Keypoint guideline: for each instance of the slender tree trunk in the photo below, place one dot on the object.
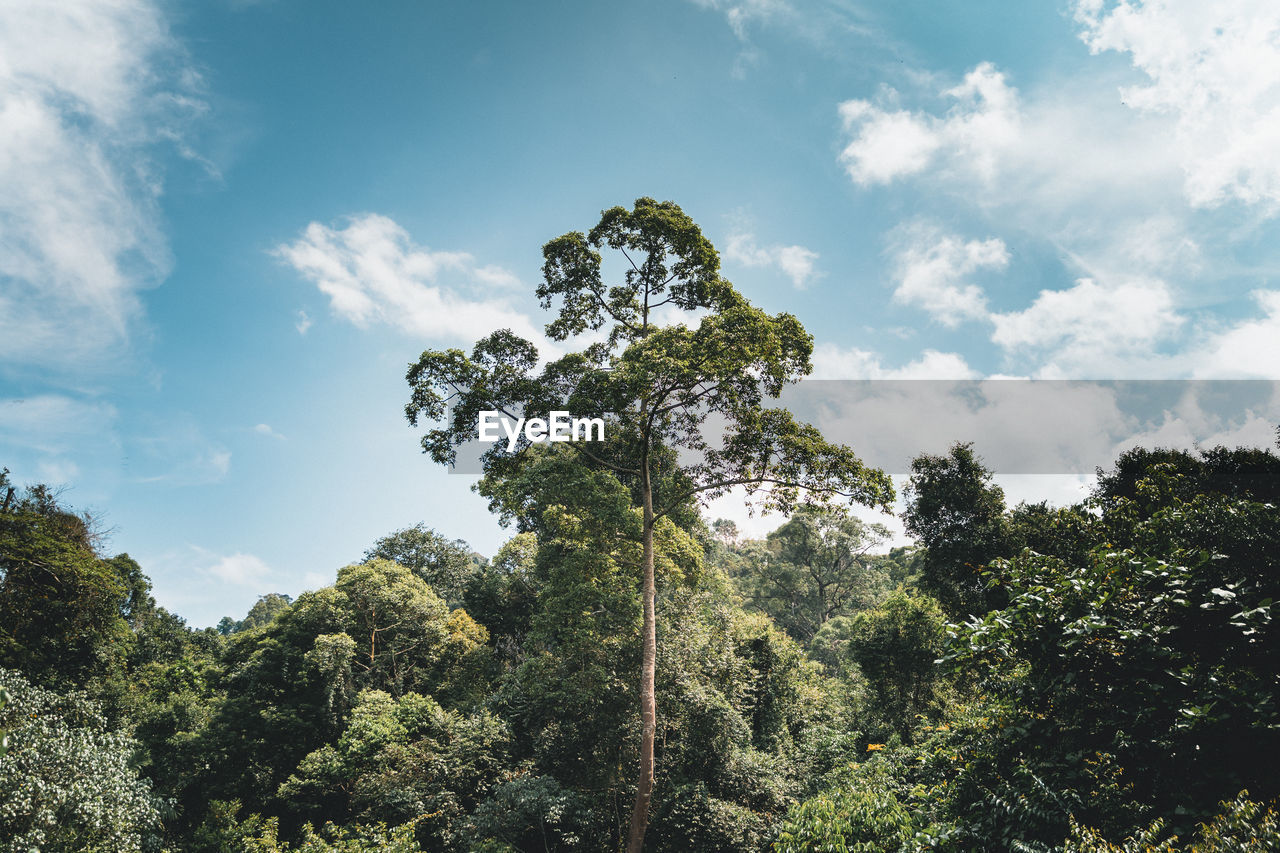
(648, 665)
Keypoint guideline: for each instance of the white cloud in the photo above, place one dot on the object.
(240, 569)
(983, 122)
(265, 429)
(795, 261)
(931, 268)
(832, 361)
(373, 273)
(1088, 328)
(1215, 67)
(1249, 349)
(741, 14)
(86, 87)
(176, 451)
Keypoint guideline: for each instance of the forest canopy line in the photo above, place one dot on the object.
(626, 674)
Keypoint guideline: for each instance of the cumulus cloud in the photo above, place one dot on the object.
(832, 361)
(1091, 328)
(932, 268)
(1248, 349)
(794, 261)
(1215, 67)
(86, 89)
(240, 569)
(984, 121)
(373, 272)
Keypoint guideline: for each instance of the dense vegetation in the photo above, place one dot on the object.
(1102, 679)
(1093, 678)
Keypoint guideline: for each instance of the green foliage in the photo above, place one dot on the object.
(446, 565)
(959, 518)
(67, 783)
(401, 760)
(62, 606)
(534, 813)
(812, 569)
(291, 684)
(1242, 826)
(854, 819)
(896, 646)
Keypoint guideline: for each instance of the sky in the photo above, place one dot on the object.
(228, 226)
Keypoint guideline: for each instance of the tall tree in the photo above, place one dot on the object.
(958, 514)
(657, 387)
(813, 568)
(446, 565)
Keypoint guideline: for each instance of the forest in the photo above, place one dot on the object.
(629, 674)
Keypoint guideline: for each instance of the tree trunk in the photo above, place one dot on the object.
(648, 665)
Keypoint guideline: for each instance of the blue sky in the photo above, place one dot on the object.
(227, 227)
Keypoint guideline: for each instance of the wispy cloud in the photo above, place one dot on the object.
(373, 273)
(240, 569)
(265, 429)
(794, 261)
(931, 269)
(832, 361)
(86, 90)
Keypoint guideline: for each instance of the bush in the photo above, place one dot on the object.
(67, 781)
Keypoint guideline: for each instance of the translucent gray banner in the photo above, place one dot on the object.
(1020, 425)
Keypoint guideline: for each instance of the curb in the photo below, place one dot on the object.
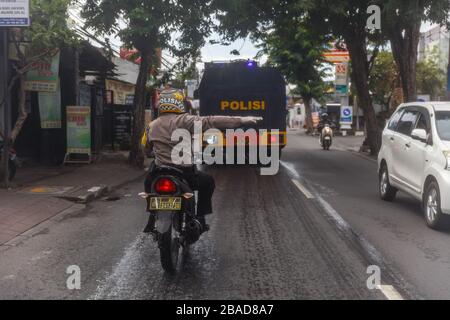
(96, 193)
(40, 227)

§ **Task**
Pictures in the records are to be left out; repeat everything else exactly.

§ **Output for this task**
Keypoint guideline: for each instance of the slender tree trunk in the photo below, place one dot on the object.
(648, 665)
Keypoint guideline: for each instance of the white cloud in the photo above, place one dot on the object.
(240, 569)
(983, 122)
(265, 429)
(795, 261)
(931, 268)
(832, 361)
(373, 273)
(1088, 328)
(1215, 67)
(1249, 349)
(741, 14)
(86, 87)
(176, 451)
Keypoint guideline: for each instance of the forest canopy line in the photo above, place one dot on the object.
(626, 674)
Keypoint guideline: for each instance of the cumulus cloud in the photo above, place one dot on the object.
(832, 361)
(1091, 328)
(932, 268)
(1248, 349)
(794, 261)
(1215, 67)
(86, 89)
(240, 569)
(984, 121)
(373, 272)
Keypoint guideline: for each instance of the dense vegetation in the photo above, place one dot on the object.
(1102, 679)
(1093, 678)
Keypoint guideline: for each instance of the green foliage in the photo above, place one dot on the object.
(446, 565)
(959, 518)
(67, 783)
(401, 760)
(62, 606)
(534, 813)
(812, 569)
(291, 684)
(1242, 826)
(854, 819)
(896, 646)
Keypoint guideline: for each instance of the sky in the photo above, place one dot on the object.
(228, 226)
Keypoint guideline: for each instance of the tall tree in the photo above, place one dot on the object.
(958, 514)
(657, 387)
(813, 568)
(446, 565)
Keypoint guideline: for each instance of the forest in the photo above, place one dot on the object.
(629, 674)
Keypoint guideline: for each instance of the tree trunk in the photo above, place one dot on the object.
(648, 665)
Keypoint guideline: for each instance of the blue sky in the photo above, place one dot on the object.
(227, 227)
Keypoint guideline: for each instance of the wispy cloud in the photo above, place one dot on the object.
(373, 273)
(240, 569)
(265, 429)
(794, 261)
(931, 269)
(832, 361)
(86, 90)
Keypoint guideline: for each instance of the bush in the photo above, place one dot on the object.
(67, 781)
Keypoint guideline: for each instance of the translucent gray banner in the photo above, place one dot on the object.
(1020, 425)
Keypoint guideline: for each instance of the curb in the photo below, place one dot on the object.
(96, 193)
(40, 227)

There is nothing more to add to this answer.